Instructions:
**a.** Rewrite the paragraph of the session abstract that begins "Questions of intimacy have served" as a short bulleted list, keeping its main facts.
**b.** Extend the session abstract on queer intimacies and late twentieth-century American politics, picking up after its final sentence.

Passage to read:
******

Promiscuous Interdisciplinarity, Part 1: Queer Intimacies and the Remaking of Late Twentieth-Century American Politics
Committee on Lesbian, Gay, Bisexual, and Transgender History 1
Session Abstract
Questions of intimacy have served as profound political matters for lesbians, gays, bisexuals, transgender and queer-identified (LGBTQ) people in twentieth-century America. With the construction of a “straight state” and a media and medical culture hostile to same-sex eroticism and socialization, LGBTQ people found their everyday lives circumscribed by ostracism, alienation, shame, and secrecy. Simultaneously, the period witnessed the increased availability of new, more accessible media forms. Chief among them were periodicals and radio. These venues provided LGBTQ and other marginalized people crucial mediums to speak to one another and adopt new forms of private and public life in the process.

******

Given information:

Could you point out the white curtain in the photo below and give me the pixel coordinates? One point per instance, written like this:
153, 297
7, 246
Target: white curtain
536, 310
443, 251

******

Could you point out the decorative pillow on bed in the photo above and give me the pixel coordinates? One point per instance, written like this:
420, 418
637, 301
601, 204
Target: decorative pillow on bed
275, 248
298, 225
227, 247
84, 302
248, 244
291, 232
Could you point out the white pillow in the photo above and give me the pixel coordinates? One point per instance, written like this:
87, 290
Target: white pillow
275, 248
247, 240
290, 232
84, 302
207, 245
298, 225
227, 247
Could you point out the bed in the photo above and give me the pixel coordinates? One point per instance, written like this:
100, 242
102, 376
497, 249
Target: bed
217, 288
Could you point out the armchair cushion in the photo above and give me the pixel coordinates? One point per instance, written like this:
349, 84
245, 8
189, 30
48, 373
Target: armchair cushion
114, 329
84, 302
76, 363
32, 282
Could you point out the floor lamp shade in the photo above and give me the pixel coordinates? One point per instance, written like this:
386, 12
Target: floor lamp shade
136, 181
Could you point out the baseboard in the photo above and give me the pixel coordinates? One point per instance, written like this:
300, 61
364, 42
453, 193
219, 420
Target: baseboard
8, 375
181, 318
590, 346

******

Written answers:
**a.**
- In twentieth-century America, questions of intimacy were deeply political for lesbian, gay, bisexual, transgender and queer-identified (LGBTQ) people.
- A "straight state" and a media and medical culture hostile to same-sex eroticism and socialization limited their everyday lives through ostracism, alienation, shame and secrecy.
- At the same time, new and more accessible media forms became available, chiefly periodicals and radio.
- These media gave LGBTQ and other marginalized people crucial ways to speak to one another and, in doing so, to adopt new forms of private and public life.

**b.**
Each of the papers on this panel explores how ideas about erotic and non-erotic intimacy in lesbian and gay print and radio enabled for critical contemplation and sustained engagement with the political status quo in 1970s and 1980s America. Julie Enszer’s paper explores how lesbian separatists linked the erotic and the economic to generate powerful feminist institutions that transformed what women imagined for their own lives. David Palmer presents on how discussions of same-sex female intimacy (both sexual and platonic) in early 1970s lesbian and radical feminist print provided a critique and alternative to a nascent form of neoliberalism that treated culture and politics as separate from one another. Tim Retzloff reveals how a Detroit-based gay radio program provided listeners with a sense of belonging even if they were unable to express their sexuality publicly, aurally uniting those who were closeted with those who were not. Katherine Schweighofer uses literature and other written sources from a women’s land community to show how the liberatory powers of LGBTQ intimacies were also subject to anti-democratic, normalizing forces.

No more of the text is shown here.